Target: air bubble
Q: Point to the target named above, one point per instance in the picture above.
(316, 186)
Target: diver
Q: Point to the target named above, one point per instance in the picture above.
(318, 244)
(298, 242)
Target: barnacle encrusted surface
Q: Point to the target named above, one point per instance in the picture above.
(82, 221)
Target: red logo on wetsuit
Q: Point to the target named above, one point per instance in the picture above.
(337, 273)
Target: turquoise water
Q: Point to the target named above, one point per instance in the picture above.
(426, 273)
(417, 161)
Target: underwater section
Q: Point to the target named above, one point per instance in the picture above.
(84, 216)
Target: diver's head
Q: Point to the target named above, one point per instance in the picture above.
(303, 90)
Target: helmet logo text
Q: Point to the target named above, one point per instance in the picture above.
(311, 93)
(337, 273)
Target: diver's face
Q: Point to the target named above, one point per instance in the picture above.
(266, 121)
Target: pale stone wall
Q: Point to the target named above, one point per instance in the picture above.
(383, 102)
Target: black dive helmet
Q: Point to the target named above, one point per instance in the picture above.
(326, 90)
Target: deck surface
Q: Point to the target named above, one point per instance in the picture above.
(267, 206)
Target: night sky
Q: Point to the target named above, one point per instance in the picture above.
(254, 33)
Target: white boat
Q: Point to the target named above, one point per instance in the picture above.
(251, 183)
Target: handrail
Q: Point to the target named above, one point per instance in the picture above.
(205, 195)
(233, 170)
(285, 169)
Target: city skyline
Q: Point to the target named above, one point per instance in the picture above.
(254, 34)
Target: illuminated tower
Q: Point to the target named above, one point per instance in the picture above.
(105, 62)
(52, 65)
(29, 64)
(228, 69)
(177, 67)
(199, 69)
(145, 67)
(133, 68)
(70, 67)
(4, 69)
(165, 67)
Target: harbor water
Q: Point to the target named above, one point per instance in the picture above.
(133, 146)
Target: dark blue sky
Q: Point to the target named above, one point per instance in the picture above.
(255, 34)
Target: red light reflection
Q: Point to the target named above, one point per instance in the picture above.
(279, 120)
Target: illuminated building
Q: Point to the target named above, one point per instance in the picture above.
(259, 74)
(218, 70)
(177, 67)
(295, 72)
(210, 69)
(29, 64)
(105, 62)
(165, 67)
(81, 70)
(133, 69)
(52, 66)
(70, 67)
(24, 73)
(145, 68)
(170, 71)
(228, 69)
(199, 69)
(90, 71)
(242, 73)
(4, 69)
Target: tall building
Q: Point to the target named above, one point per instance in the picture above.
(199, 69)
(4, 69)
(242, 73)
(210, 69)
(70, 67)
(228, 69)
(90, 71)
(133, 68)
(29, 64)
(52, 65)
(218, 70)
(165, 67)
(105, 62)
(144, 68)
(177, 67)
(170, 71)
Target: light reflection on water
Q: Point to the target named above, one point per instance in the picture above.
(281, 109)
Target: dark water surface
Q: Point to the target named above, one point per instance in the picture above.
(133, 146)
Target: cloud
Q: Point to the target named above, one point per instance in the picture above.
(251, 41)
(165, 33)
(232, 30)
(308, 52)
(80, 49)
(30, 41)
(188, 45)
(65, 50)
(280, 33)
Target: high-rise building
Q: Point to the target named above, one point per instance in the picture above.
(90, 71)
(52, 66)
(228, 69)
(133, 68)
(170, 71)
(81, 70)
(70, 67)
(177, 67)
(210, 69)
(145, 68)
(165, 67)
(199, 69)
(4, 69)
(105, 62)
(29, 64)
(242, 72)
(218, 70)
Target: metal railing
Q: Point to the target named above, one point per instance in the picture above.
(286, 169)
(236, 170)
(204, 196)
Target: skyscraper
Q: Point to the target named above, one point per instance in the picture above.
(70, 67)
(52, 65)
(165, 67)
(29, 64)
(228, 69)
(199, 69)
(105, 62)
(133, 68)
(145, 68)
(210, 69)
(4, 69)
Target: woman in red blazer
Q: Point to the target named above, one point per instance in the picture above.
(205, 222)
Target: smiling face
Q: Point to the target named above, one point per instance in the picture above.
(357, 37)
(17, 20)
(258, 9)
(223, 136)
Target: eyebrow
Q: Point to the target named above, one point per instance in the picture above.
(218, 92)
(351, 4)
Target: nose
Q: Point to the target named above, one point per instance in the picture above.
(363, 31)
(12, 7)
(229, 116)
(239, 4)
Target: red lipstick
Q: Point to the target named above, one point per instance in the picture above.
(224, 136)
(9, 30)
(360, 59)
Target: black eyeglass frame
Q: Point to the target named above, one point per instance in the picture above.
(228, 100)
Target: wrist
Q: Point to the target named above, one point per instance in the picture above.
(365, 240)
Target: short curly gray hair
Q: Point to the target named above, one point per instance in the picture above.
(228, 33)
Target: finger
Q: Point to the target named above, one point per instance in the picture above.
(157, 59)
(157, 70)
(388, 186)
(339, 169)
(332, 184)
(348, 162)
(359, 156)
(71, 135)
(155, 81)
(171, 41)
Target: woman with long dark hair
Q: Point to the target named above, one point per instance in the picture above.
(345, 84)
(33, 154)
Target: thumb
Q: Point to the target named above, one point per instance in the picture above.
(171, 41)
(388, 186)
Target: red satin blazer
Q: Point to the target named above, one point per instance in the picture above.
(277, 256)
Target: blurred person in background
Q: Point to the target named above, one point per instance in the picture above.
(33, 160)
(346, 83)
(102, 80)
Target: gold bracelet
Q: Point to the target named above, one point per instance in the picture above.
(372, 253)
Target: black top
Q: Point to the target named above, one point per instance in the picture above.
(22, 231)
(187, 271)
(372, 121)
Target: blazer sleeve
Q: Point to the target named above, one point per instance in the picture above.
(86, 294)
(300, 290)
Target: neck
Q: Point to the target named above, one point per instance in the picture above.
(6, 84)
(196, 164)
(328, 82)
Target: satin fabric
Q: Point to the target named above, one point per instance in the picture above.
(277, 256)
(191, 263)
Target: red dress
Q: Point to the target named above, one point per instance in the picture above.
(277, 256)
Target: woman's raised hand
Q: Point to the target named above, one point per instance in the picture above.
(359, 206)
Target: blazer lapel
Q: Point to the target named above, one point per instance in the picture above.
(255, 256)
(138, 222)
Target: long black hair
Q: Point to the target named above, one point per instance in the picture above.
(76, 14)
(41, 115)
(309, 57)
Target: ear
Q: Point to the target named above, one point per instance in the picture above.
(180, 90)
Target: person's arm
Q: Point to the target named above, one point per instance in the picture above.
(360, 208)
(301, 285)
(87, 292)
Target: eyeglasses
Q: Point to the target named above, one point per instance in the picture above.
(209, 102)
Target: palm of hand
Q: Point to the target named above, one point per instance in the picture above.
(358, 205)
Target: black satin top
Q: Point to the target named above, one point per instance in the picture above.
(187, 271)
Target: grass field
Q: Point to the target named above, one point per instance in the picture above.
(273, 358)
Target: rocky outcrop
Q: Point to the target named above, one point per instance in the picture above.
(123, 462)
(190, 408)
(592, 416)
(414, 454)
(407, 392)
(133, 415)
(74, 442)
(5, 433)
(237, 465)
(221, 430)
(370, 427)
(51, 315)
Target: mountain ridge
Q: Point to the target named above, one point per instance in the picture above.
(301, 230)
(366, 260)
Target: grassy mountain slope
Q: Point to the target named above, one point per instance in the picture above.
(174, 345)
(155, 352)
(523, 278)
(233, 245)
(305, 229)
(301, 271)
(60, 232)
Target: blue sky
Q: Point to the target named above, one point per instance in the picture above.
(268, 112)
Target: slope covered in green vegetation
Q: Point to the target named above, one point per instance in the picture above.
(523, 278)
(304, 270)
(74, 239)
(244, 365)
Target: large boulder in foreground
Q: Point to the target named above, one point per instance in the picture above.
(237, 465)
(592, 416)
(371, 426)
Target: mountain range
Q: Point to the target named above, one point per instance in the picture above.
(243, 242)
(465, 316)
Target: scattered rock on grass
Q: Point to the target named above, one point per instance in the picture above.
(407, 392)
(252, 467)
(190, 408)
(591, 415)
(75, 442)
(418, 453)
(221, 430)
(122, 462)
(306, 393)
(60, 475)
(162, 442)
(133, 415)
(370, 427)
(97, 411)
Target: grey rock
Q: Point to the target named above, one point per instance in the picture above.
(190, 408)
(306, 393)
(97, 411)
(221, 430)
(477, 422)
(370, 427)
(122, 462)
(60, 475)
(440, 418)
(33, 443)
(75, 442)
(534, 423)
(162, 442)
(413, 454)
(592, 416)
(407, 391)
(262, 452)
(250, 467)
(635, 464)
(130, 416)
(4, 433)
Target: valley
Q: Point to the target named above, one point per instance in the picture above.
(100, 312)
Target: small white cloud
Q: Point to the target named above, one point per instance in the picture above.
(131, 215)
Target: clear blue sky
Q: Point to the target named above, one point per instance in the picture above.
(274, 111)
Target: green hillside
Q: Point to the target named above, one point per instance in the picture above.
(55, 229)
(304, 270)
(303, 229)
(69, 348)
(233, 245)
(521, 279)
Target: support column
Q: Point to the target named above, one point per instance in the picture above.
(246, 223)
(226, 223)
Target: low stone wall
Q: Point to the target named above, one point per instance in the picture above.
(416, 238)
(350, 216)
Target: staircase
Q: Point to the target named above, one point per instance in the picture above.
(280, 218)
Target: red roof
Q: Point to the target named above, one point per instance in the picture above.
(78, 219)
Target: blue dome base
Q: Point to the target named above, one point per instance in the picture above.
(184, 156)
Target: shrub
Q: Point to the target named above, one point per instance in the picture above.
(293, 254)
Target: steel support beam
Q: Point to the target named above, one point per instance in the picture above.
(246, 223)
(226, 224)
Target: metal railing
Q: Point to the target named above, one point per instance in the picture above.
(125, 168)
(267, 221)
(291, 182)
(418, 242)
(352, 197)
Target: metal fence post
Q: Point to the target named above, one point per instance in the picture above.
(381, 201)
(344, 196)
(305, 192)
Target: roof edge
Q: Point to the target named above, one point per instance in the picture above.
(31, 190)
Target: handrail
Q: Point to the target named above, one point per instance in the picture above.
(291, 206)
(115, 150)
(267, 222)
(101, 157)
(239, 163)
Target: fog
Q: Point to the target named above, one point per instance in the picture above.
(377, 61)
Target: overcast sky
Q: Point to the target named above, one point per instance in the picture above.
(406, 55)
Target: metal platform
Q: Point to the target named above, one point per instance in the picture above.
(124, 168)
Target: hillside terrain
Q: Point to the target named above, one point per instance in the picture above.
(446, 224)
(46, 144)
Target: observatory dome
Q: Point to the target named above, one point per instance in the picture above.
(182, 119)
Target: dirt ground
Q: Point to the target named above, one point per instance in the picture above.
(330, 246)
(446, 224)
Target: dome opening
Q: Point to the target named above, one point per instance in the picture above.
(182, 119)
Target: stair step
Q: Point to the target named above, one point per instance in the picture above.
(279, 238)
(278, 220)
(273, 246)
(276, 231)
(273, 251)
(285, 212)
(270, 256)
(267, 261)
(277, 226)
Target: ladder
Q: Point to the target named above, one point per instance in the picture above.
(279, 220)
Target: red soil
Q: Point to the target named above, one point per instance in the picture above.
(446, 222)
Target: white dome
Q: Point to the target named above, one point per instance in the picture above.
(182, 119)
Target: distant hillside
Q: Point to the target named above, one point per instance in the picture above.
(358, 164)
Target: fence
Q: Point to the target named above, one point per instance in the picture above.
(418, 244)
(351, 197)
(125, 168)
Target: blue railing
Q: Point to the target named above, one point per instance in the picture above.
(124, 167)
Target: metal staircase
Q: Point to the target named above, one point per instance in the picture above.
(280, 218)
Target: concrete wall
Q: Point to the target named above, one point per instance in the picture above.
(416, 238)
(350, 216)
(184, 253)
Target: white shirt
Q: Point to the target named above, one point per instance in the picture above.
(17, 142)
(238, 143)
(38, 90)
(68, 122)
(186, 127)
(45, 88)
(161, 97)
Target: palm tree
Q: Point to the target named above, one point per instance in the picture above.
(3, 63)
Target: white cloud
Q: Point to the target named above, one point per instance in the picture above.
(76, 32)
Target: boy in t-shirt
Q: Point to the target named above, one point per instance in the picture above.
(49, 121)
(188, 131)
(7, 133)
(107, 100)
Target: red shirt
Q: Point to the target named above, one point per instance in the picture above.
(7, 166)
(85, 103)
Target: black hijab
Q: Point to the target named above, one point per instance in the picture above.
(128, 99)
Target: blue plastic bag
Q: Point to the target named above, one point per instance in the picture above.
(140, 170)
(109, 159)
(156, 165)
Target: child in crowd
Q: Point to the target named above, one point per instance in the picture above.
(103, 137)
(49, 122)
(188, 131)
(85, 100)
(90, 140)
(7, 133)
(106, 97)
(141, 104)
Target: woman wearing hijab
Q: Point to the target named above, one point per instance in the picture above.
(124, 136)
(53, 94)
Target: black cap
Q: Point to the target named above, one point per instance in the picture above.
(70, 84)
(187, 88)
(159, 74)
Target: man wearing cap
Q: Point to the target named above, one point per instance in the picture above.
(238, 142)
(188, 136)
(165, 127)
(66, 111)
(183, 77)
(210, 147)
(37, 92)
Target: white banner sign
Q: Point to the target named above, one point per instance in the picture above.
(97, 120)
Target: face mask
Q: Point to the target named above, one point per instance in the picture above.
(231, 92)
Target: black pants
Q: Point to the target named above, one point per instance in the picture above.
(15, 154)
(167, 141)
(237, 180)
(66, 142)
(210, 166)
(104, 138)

──────────────────────────────

▶ [Work required]:
Lines from the one containing "Target: woman wearing hijab" through the final line are to be given again verbatim, with nothing before or after.

▶ [The output]:
Target: woman wearing hijab
Q: Point to the target named above, one point per instance in the picture above.
(124, 136)
(53, 94)
Target: black cap
Q: Point to the target named above, one point per instance in the picture above.
(70, 84)
(187, 88)
(159, 74)
Target: man wearing cap
Q: Point to the target named above, one point per instance in the picture above.
(238, 142)
(188, 136)
(165, 127)
(66, 111)
(183, 77)
(210, 147)
(37, 92)
Target: white banner sign
Q: Point to the target named above, one point per instance in the picture above.
(97, 120)
Target: face mask
Q: Point to the target named above, one point per instance in the picture above.
(231, 92)
Target: black pants
Q: Point to the target named above, one point per instance in the picture above.
(15, 154)
(167, 141)
(237, 180)
(66, 142)
(210, 166)
(104, 138)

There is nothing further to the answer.